** Textauszug **
%%
Die Bundesanwaltschaft habe die Ermittlungen wegen der besonderen Bedeutung des Falles aufgenommen. Ein weiterer Grund sei, dass bei dem Anschlag auf dem Weihnachtsmarkt sechs Deutsche betroffen waren, auch wenn sie nicht verletzt wurden. Die Personen aus Deutschland seien traumatisiert, sagte die Sprecherin der Bundesanwaltschaft. Sie betonte, die Federführung der Ermittlungen liege weiterhin bei den französischen Behörden.
Einen Tag zuvor, am Mittwoch liegen weiße Rosen auf dem Weg, den Chekatt am Abend zuvor durch die Innenstadt nahm. Vor dem Münster stehen schwerbewaffnete Soldaten. Absperrbänder liegen auf dem Boden, die Polizei lässt die Menschen wieder passieren.
In Frankreich zählt Straßburg zu den Städten, in denen islamistische Netzwerke besonders aktiv sind. Wie der Terrorismusexperte Sébastien Pietrasanta am Mittwoch im Fernsehsender BFM-TV erklärt, halten sich zehn Prozent der von den französischen Behörden in der Sicherheitsdatei „Fiche S“ registrierten Gefährder im Département Bas-Rhin rund um Straßburg auf.
Dies wird unter anderem durch die Geschichte von zehn jungen Männern aus dem Elsass belegt, die Ende 2013 nach Syrien reisten und sich dort am Dschihad beteiligten. Die meisten der Männer stammten aus dem Straßburger Viertel Meinau. Zwei von ihnen starben im Januar 2014 im Bürgerkrieg. Daraufhin beschlossen die Übrigen im Frühjahr 2014, wieder nach Frankreich zurückzukehren. In ihrer Heimat wurden die jungen Männer zu Gefängnisstrafen zwischen sieben und neun Jahren verurteilt.
%%
** Arbeitsauftrag **
Schreiben Sie aus dem Textauszug den Abschnitt wortgetreu ab, der mit den Worten „Die Bundesanwaltschaft habe“ anfängt und mit „den französischen Behörden.“ endet. Die Daten werden hierfür nicht gebraucht.

** Datenauszug **
%%
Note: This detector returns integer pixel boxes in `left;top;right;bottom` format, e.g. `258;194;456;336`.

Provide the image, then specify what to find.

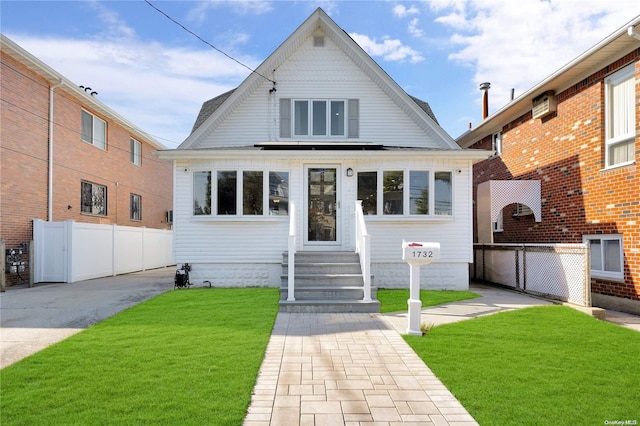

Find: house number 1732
413;250;433;259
%%
** Ergebnis **
Die Bundesanwaltschaft habe die Ermittlungen wegen der besonderen Bedeutung des Falles aufgenommen. Ein weiterer Grund sei, dass bei dem Anschlag auf dem Weihnachtsmarkt sechs Deutsche betroffen waren, auch wenn sie nicht verletzt wurden. Die Personen aus Deutschland seien traumatisiert, sagte die Sprecherin der Bundesanwaltschaft. Sie betonte, die Federführung der Ermittlungen liege weiterhin bei den französischen Behörden.